Kutipan Halaman:

++++++++++++++++++++

Tiga kali terapi di Majalah Ghoib yang selalu muncul adalah jin anak-anak. Saya sendiri tanpa sadar bertingkah laku seperti anak-anak. Jin itu menangis terus. “Ya, saya mau nunggu ibu dulu. Ibu kok ninggalin saya. Saya nggak mau tinggal di sini sendirian,” jin kecil itu terus merengek “Keluar sekarang.” “lya, tapi kata ibu, besok saja,” kata jin kecil.
Setelah terapi, saya merasakan agak tenang, meski jin kecil masih belum mau keluar. Tapi tiga hari kemudian, dada saya berdebar lagi. Dan saya pun ruqyah kembali. Kini, saya tidak lagi kepanasan saat mendengar bacaan al- Qur’an, sebaliknya saya terbengong saja sambil memperhatikan orang-orang yang sedang diterapi.
“Di situ Ustadz!” ujar jin kecil. “Apa yang di situ?” tanya Ustadz. “Coba saja periksa tangannya!” “Oh, itu kan tissue,” ujar Ustadz. Dari sini saya paham bahwa Ustadz yang menterapi di Majalah Ghoib tidak bisa melihat jin. Sehingga apa yang saya ucapkan berdasarkan petunjuk dari jin kecil tidak diketahuinya.
“Bukan tissue. Coba periksa! Akhirnya Ustadz memeriksa “Bohong, awas ya kamu!” Saya tertawa-tawa saja seperti anak kecil. “Tidak percaya sih Ustadz. Coba!” ketika pasien ruqyah itu dipencet tangannya, dia berteriak. Jin kecil yang telah menguasai saya itu pun kembali tertawa. “Tuh, Ustadz sih tidak percaya.”

++++++++++++++++++++

Data Ekstraksi:

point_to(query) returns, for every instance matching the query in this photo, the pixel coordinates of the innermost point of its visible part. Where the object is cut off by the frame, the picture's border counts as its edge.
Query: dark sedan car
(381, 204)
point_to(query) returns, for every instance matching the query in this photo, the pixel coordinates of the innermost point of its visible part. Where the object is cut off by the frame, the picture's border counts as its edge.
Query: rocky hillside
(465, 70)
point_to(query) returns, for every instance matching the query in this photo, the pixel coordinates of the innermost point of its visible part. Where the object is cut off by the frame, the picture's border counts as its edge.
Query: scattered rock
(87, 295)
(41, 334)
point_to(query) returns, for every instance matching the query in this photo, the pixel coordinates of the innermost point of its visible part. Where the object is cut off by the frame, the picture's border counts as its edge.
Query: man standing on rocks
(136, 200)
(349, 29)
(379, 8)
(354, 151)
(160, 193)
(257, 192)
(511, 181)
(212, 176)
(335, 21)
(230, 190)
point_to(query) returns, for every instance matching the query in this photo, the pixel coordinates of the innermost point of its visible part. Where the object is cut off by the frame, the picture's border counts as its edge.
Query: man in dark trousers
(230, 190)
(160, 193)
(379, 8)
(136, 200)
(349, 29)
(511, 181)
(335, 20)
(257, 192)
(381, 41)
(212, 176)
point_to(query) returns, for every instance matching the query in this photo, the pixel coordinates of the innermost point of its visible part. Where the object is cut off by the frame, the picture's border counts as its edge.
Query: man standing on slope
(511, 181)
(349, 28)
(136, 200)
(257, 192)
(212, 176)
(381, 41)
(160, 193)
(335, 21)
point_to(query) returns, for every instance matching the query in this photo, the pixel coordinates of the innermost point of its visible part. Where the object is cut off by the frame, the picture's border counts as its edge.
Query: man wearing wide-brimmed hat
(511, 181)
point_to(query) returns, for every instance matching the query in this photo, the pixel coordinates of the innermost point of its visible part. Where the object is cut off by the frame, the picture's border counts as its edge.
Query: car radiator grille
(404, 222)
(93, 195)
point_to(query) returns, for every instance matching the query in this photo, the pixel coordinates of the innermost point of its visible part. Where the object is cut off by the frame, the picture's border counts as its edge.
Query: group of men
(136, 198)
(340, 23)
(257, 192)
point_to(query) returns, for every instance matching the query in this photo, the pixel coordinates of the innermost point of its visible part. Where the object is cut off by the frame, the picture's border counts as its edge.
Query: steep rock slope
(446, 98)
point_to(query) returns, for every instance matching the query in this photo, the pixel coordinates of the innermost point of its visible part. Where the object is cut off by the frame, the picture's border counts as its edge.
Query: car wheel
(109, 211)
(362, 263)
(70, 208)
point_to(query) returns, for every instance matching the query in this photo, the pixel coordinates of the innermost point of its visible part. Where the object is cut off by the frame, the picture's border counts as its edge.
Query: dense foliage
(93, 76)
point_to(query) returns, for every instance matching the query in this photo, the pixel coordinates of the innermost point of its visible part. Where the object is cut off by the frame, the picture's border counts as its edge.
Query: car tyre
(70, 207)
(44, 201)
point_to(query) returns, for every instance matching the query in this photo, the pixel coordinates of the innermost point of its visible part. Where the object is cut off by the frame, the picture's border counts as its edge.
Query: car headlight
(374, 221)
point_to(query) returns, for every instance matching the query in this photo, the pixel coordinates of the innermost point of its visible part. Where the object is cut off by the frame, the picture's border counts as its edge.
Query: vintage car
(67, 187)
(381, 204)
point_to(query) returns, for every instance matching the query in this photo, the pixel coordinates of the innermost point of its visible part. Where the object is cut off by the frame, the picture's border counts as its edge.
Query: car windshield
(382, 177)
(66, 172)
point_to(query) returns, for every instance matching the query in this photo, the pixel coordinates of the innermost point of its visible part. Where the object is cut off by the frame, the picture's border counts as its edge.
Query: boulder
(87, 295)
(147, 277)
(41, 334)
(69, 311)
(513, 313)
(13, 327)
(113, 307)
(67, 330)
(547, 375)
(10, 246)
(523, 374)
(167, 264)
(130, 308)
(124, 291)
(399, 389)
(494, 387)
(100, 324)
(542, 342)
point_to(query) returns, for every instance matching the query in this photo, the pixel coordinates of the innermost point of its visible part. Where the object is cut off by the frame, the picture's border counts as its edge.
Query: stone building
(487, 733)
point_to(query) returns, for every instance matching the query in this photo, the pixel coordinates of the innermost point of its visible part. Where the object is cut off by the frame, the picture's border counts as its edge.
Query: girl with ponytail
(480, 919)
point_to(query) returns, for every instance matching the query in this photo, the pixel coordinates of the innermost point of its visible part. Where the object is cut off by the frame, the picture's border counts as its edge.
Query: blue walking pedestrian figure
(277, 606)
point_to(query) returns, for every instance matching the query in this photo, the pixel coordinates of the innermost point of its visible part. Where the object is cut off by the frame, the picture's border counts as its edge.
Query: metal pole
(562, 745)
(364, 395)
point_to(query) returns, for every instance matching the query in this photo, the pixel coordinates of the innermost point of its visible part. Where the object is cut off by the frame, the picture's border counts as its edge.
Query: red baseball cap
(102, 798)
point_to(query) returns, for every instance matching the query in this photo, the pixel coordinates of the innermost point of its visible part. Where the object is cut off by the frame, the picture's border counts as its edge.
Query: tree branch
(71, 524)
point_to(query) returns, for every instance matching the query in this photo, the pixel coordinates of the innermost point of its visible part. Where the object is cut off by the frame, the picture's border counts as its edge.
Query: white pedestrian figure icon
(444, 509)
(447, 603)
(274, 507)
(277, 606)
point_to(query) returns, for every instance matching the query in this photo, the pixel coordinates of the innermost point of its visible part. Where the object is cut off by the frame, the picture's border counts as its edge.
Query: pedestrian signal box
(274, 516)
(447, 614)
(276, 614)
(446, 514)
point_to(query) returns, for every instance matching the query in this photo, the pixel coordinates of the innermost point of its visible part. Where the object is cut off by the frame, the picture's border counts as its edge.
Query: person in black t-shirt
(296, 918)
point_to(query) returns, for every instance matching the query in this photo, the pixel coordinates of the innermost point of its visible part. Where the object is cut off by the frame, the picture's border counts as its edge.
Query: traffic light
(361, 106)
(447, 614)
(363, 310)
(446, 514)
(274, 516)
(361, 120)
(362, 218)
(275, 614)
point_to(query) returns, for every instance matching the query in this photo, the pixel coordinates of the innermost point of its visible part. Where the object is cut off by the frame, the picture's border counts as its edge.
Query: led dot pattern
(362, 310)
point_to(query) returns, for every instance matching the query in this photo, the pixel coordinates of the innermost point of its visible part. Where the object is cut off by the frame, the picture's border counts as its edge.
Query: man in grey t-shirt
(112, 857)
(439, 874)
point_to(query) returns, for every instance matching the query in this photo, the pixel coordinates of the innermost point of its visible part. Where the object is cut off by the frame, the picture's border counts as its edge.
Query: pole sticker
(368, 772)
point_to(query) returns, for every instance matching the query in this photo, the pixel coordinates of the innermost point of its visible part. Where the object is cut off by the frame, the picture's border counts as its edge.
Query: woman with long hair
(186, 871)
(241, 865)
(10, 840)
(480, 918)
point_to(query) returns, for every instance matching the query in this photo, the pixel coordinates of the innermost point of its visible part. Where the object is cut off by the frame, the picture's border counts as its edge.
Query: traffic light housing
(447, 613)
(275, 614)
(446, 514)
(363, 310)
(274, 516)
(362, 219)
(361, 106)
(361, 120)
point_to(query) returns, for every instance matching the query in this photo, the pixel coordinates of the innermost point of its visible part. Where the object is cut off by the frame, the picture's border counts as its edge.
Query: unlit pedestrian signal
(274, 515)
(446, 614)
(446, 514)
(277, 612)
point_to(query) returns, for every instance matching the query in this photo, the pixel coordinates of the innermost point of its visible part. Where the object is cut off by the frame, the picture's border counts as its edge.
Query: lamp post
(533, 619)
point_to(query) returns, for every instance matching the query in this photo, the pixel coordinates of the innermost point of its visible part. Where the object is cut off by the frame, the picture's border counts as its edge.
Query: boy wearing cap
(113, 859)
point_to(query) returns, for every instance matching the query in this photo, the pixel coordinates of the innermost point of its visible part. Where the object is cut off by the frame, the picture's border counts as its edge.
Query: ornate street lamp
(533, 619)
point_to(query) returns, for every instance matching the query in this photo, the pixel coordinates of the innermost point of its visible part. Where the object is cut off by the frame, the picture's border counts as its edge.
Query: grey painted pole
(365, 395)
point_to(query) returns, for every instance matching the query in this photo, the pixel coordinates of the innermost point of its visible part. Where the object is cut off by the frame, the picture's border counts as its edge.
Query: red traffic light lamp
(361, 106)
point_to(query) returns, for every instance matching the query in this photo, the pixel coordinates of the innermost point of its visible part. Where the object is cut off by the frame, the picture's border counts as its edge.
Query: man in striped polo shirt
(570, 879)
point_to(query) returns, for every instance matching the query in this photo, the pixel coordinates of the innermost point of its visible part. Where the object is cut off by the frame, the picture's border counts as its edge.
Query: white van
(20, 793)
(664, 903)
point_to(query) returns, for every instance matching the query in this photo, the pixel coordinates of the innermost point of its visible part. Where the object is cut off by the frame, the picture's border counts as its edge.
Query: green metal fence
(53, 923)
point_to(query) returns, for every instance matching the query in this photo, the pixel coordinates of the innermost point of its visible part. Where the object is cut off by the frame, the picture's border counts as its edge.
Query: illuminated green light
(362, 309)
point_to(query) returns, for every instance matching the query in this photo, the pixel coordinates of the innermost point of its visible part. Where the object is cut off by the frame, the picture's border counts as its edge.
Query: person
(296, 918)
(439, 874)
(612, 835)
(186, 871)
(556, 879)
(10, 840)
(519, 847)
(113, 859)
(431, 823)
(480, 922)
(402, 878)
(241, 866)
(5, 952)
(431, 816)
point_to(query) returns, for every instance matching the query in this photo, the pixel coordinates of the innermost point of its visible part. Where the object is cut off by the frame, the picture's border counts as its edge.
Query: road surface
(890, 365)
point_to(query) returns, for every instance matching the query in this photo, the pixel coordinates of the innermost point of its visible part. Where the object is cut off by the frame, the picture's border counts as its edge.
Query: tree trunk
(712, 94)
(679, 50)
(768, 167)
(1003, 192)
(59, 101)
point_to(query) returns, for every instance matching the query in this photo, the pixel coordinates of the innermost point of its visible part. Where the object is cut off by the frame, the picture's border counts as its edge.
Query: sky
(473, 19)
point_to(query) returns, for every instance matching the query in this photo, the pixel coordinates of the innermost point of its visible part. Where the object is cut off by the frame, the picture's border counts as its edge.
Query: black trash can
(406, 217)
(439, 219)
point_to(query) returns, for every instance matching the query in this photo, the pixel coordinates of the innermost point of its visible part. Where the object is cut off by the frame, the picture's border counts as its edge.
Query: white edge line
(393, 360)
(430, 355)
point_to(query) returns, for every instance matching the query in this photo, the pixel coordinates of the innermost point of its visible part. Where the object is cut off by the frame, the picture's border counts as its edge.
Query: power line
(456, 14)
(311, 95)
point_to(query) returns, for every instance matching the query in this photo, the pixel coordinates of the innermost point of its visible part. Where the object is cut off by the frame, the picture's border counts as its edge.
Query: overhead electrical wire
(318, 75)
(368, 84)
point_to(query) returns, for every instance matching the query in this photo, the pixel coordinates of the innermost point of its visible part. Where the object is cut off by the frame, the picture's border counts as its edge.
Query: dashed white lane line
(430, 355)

++++++++++++++++++++

Tugas Dikerjakan:
1) Tentukan apakah setiap pernyataan berikut sesuai dengan kisah terapi ruqyah: (a) jin kecil mengaku ibunya menyuruh keluar besok saja; (b) pada ruqyah berikutnya penutur masih kepanasan saat mendengar bacaan al-Qur'an; (c) Ustadz yang menterapi di Majalah Ghoib bisa melihat jin. Jawab ya atau tidak, sertakan kutipan persis yang menentukan.
2) Cetak persis bagian kisah terapi ruqyah yang dibuka dengan kata-kata berisi "Tiga kali terapi" dan ditutup dengan "yang sedang diterapi.".
3) Teruskan kisah terapi ruqyah mulai dari titik terakhirnya.

Kunci Jawaban:
1)
(a) Ya: "tapi kata ibu, besok saja"
(b) Tidak: "saya tidak lagi kepanasan saat mendengar bacaan"
(c) Tidak: "Ustadz yang menterapi di Majalah Ghoib tidak bisa melihat jin"

2)
Tiga kali terapi di Majalah Ghoib yang selalu muncul adalah jin anak-anak. Saya sendiri tanpa sadar bertingkah laku seperti anak-anak. Jin itu menangis terus. “Ya, saya mau nunggu ibu dulu. Ibu kok ninggalin saya. Saya nggak mau tinggal di sini sendirian,” jin kecil itu terus merengek “Keluar sekarang.” “lya, tapi kata ibu, besok saja,” kata jin kecil.
Setelah terapi, saya merasakan agak tenang, meski jin kecil masih belum mau keluar. Tapi tiga hari kemudian, dada saya berdebar lagi. Dan saya pun ruqyah kembali. Kini, saya tidak lagi kepanasan saat mendengar bacaan al- Qur’an, sebaliknya saya terbengong saja sambil memperhatikan orang-orang yang sedang diterapi.

3)
“Ustadz, jinnya lari ke belakang! Lari ke kaki. Di dalam ruangan ruqyah itu saya membuat kegaduhan dengan perkataan yang membuat jin dalam diri pasien marah. “Sudah saya yang pukul,” kata saya kepada Ustadz. Kemudian saya pukul kaki pasien itu dan benar saja dia menjadi marah.
“Ustadz, saya tidak mau dipukul dia, lebih sakit,” ujar pasien itu. Saya hanya tertawa saja mendengar pengaduannya.
Ketika terapi di kantor Majalah Ghoib itu saya memang bisa melihat apa yang ada di dalam diri pasien. Sehingga ketika ada pasien lain yang sedang diterapi dengan cepat saya berkomentar.
“Dia itu tidak ada jinnya, Ustadz,” teriak saya sambil cengengesan “Eh, tidak ada jinnya ke sini,” kali ini saya berbicara kepada ibu yang sedang diterapi. “Dia itu ke sini bukan untuk mengusir jin. Kamu saja yang diam.” ujar Ustadz
Waktu terapi kemarin, saya memang seperti anak kecil saja. Saya suka bermain-main dan memperhatikan orang-orang yang sedang diruqyah. Bahkan kemudian tiba-tiba saja saya menangis. “Ibu, pulang!. Saya mau pulang sama ibu.” Akhirnya ada seorang Ustadz menterapi saya. Tapi memang jin kecil itu masih sulit dikeluarkan.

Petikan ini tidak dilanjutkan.